[Source information — start]
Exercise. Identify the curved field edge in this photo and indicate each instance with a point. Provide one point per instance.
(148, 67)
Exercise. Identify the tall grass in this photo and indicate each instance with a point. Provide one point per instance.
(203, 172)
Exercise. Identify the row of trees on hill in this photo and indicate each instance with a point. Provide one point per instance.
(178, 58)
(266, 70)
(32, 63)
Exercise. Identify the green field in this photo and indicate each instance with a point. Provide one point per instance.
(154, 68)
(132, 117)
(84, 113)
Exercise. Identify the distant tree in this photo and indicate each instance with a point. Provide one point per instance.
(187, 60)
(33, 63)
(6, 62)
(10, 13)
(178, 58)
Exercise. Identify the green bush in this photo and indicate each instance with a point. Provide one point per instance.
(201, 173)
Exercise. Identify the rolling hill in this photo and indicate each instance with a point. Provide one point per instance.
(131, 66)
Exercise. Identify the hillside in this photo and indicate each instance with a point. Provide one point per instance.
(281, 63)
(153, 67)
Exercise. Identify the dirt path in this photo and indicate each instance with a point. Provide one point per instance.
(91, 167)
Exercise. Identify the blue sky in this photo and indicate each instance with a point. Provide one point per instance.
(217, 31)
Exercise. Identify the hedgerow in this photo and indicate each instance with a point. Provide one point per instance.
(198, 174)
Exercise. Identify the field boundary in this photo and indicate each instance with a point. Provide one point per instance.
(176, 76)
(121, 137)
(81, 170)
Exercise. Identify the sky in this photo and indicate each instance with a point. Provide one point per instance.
[Source information — finish]
> Work to be completed
Every line from the one containing "Exercise. Identify the green bush" to the final line of the listing above should be set down exactly, with nothing added.

> Response below
Exercise. Identify the green bush in this photo and indicate each instance with a point. Provide one point per instance.
(201, 173)
Exercise. Identify the rolling hill in this photo and indicate each instance with a point. Provide one point per instance.
(131, 66)
Exercise. Identify the hillside in this photo and indicate each instance with a point. Provide one point per instance.
(281, 63)
(153, 67)
Exercise. Identify the dirt path in this photo and indicate each instance with a point. Provide one point per instance.
(91, 167)
Exercise. Identify the blue sky in this photo and indicate each instance with a point. Provide one point per instance.
(217, 31)
Exercise. Identify the hedgerow in this photo and indicate each instance with a point. Provide one point per instance.
(198, 174)
Exercise. Identify the field boundary in this photo and indicate each instance with a point. Provide one point per instance.
(176, 76)
(121, 137)
(81, 170)
Exercise. Identify the sky in this photo and indicate each instance with a point. Provide one point per instance.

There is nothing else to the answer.